### Available records

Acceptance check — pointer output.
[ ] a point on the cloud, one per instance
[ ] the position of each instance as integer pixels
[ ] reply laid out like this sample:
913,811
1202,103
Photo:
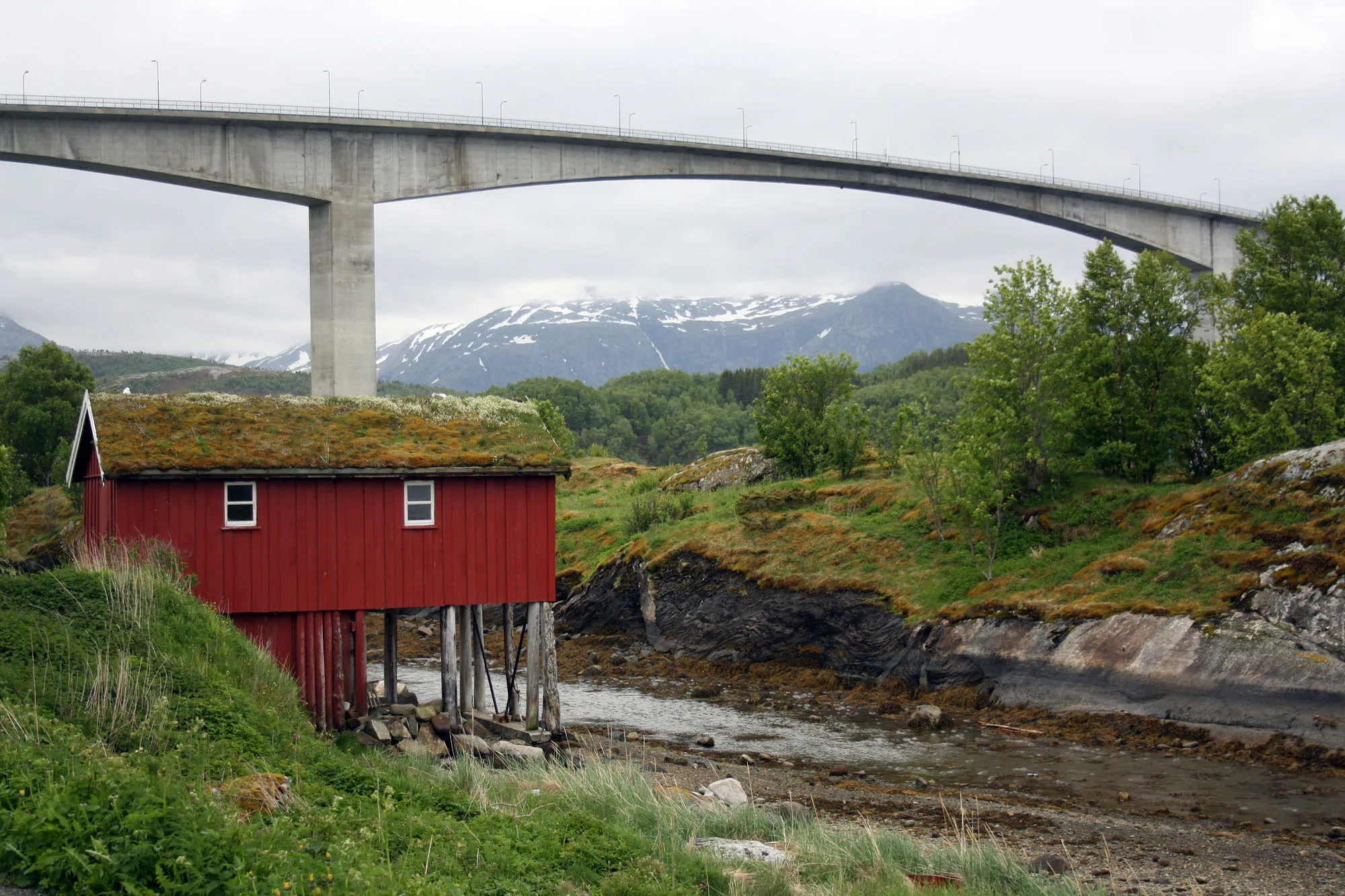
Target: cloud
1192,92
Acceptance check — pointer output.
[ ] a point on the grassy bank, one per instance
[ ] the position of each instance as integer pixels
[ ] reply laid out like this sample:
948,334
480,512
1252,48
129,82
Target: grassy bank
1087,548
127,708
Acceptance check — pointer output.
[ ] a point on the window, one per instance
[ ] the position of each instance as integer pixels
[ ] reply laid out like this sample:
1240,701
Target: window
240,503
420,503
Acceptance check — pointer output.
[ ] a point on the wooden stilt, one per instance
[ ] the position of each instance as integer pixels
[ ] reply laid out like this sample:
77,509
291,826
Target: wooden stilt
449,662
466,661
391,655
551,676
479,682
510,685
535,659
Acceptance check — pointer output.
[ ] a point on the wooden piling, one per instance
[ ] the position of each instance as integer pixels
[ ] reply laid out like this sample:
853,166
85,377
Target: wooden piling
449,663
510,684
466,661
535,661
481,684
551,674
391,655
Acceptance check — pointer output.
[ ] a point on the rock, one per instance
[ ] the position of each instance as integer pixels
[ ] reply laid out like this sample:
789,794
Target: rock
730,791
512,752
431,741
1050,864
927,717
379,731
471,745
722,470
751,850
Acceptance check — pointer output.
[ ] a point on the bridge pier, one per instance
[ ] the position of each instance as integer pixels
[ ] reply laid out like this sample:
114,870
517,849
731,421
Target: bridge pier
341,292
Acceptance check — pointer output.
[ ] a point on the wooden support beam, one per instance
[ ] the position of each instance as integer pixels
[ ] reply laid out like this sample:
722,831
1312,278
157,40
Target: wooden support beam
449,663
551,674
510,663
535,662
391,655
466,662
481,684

### Objective
Without the pictures, return the entries exactly as they appear.

### Final result
Acceptance check — pointer output.
[ ] a point on the cloud, one per instance
[ ] the position of each instance as integer pixels
[ ] reply laid out like this sample:
913,811
1202,103
Photo:
Target: cloud
1192,92
Acceptance check — pointer output.
[ ] a point on the grassy bank, one per instance
[ ] the position of each instance as integer pixels
[ ] reply laid out like this sample:
948,334
480,512
1252,48
129,82
Target: grassy bank
1087,548
127,708
Acceptance check — pointer output.
[ ] a point on the window, one per instance
[ ] the position of each instance as integer pixels
[ ] reply laid out like this sample:
1240,701
Target: window
240,503
420,503
Acceptance check — pointer output.
[ ] a point on the wooden stilt, one per instance
[ ] the position of each instance as integer pixels
[ ] reply laid out like this sample:
77,509
291,826
Target: wooden stilt
449,662
466,661
391,655
551,676
479,682
510,685
535,659
Acceptance check — pointer output.
[ ] a point on the wooden piling, one per instance
[ ] the position of each instance as integer pixels
[ ] reply laid out like this sample:
853,166
85,377
Target: wooden piling
449,663
510,684
466,661
535,661
481,684
551,674
391,655
Acceptance check — pointer output.
[ ] a point on the rock, one per instance
[ ] the position of each instance as integer pixels
[ ] reply laid out like this sample:
789,794
Target: rock
730,791
512,752
431,741
1050,864
927,717
379,731
471,745
722,470
751,850
Acceptance check — pointer output.
[ ] a point on the bridge pier, one per instance
[ ] the position of each instance as integer pixels
[ ] reply laid out like this sample:
114,870
517,849
731,421
Target: bridge pier
341,292
Acceptance check — pointer output.
[ ] a point on the wooden support beam, one per instance
[ ] the position of each instance as integer pixels
[ ] reply laid out like this sample:
722,831
1312,278
157,40
Target: wooden support beam
449,663
551,674
510,663
535,662
391,655
466,662
481,684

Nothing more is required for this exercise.